AIM A >>
Write out everything in the Hancock House text from "During the American" down to "house were captured.".

Historic house in New Jersey, United States

The Hancock House is a historic structure in the Hancock's Bridge section of Lower Alloways Creek Township, Salem County, New Jersey, United States. It was the site of the 1778 Hancock's Bridge massacre. The site is on the National Register of Historic Places.

==History==
The house was built in 1734 for Judge William and Sarah Hancock and features Flemish bond brickwork detailed with blue-glazed bricks, which gives the year of construction (1734) and the initials of the couple for whom it was built: W S for William and Sarah. William died in 1762 and passed the house to his son William, also a judge.

==American Revolutionary War==

During the American Revolutionary War, British forces under Lieutenant-Colonel Charles Mawhood launched a successful raid on Salem on March 18, 1778. Three days later on March 21, Major John Graves Simcoe led approximately 300 troops of the 27th Regiment of Foot and Queen's Rangers through a marsh and across Alloway Creek in a surprise attack on Hancock House. At approximately 5 a.m., they entered the house, surprising and killing between 7 and 30 American militiamen sleeping there. Simcoe's troops, reportedly exclaiming "Spare no one! Give no quarter!", allegedly killed several militiamen who were attempting to surrender and fatally injured Loyalist judge William Hancock Jr., the owner of Hancock House before American forces commandeered it, who Simcoe and his troops mistakenly believed was away from the house for the night. All remaining American soldiers in the house were captured.

AVAILABLE DATA >>
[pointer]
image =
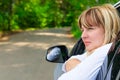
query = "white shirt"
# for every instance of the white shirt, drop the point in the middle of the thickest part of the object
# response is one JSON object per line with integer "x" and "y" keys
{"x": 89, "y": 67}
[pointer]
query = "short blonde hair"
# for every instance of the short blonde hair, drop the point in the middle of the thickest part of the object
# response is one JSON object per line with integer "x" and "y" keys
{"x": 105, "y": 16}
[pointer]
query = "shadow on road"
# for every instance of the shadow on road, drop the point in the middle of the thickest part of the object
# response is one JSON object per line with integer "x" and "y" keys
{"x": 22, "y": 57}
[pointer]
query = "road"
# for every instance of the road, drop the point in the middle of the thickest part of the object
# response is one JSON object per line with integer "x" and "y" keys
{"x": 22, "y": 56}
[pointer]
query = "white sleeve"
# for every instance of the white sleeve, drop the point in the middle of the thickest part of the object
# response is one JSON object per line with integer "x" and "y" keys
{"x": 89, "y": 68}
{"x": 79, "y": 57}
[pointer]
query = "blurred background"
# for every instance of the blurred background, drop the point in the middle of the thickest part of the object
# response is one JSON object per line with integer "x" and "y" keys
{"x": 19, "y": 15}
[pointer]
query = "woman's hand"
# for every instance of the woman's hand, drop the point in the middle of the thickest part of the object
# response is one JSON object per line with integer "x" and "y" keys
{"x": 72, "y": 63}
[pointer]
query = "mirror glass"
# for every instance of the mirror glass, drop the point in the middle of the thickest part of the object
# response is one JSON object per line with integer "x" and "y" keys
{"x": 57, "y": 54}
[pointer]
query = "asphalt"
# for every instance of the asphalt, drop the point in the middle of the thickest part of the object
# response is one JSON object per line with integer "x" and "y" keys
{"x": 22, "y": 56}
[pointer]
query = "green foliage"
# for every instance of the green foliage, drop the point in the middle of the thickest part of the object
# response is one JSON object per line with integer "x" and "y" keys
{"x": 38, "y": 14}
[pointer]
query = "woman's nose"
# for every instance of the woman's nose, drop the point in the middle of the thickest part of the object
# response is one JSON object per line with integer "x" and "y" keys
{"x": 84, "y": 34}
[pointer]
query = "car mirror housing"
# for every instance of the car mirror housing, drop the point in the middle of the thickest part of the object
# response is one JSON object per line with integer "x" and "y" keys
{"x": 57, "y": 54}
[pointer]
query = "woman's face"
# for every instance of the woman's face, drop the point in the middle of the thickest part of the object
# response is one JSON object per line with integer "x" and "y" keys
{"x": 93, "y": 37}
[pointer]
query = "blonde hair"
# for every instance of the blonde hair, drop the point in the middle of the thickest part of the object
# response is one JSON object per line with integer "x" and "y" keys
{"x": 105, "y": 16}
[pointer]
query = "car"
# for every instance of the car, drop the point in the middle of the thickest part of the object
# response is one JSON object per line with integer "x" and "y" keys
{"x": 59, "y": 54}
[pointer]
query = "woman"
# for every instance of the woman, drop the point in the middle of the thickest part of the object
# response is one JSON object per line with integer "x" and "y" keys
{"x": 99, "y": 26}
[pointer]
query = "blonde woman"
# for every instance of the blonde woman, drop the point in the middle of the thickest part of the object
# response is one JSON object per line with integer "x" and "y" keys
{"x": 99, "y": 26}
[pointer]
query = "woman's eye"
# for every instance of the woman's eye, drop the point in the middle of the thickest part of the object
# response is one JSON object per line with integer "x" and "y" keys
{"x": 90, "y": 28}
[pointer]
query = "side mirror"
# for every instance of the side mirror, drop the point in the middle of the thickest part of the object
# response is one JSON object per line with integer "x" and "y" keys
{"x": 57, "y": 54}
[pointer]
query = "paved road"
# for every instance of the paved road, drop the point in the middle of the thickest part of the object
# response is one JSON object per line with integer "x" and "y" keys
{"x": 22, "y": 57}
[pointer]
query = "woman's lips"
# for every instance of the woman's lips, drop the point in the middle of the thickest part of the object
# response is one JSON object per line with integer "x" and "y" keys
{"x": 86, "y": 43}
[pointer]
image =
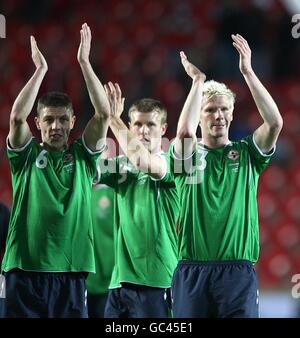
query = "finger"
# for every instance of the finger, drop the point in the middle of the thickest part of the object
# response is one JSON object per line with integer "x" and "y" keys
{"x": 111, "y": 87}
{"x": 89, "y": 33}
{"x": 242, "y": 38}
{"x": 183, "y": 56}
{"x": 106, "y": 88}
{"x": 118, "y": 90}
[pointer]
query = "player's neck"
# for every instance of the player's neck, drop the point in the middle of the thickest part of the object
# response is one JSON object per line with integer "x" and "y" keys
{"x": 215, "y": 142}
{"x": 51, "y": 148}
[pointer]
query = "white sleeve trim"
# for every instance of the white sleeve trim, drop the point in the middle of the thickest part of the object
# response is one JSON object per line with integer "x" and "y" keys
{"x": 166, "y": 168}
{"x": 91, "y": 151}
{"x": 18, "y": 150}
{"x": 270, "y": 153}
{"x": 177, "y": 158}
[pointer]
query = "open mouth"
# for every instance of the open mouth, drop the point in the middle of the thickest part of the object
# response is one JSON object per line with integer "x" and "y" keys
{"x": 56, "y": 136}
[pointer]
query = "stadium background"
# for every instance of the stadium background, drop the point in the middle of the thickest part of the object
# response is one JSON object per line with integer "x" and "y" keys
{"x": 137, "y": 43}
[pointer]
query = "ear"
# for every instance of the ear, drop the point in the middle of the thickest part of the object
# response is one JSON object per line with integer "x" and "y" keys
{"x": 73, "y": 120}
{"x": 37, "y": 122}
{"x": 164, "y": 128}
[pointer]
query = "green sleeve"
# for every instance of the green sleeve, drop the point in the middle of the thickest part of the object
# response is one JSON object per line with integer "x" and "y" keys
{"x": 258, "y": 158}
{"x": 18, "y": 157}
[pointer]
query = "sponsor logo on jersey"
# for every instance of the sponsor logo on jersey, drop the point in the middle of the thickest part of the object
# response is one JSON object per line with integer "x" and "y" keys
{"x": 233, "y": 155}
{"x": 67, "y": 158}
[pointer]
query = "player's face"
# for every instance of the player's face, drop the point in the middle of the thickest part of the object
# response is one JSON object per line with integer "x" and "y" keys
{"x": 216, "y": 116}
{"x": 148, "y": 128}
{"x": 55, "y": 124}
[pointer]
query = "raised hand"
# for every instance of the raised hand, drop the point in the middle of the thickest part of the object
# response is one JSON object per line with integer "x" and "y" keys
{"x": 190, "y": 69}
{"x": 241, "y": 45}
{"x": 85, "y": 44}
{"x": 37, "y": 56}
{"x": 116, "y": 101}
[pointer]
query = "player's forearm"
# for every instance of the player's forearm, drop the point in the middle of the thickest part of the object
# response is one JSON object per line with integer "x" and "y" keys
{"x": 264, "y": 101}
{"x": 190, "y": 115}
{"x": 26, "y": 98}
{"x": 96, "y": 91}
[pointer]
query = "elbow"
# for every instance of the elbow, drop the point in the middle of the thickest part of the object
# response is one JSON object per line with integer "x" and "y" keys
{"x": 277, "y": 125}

AIM B >>
Pull out every line of the records that contains the string "sleeve", matching case exactly.

FULL RESPONSE A >>
During the American Revolutionary War, British forces under Lieutenant-Colonel Charles Mawhood launched a successful raid on Salem on March 18, 1778. Three days later on March 21, Major John Graves Simcoe led approximately 300 troops of the 27th Regiment of Foot and Queen's Rangers through a marsh and across Alloway Creek in a surprise attack on Hancock House. At approximately 5 a.m., they entered the house, surprising and killing between 7 and 30 American militiamen sleeping there. Simcoe's troops, reportedly exclaiming "Spare no one! Give no quarter!", allegedly killed several militiamen who were attempting to surrender and fatally injured Loyalist judge William Hancock Jr., the owner of Hancock House before American forces commandeered it, who Simcoe and his troops mistakenly believed was away from the house for the night. All remaining American soldiers in the house were captured.

FULL RESPONSE B >>
query = "white sleeve"
# for every instance of the white sleeve, drop the point in the middle of the thickest part of the object
query = "white sleeve trim"
# for every instance of the white sleeve trim, drop the point in the middle of the thickest part of the object
query = "green sleeve"
# for every instance of the green sleeve, drop the point in the middle of the thickest part of the object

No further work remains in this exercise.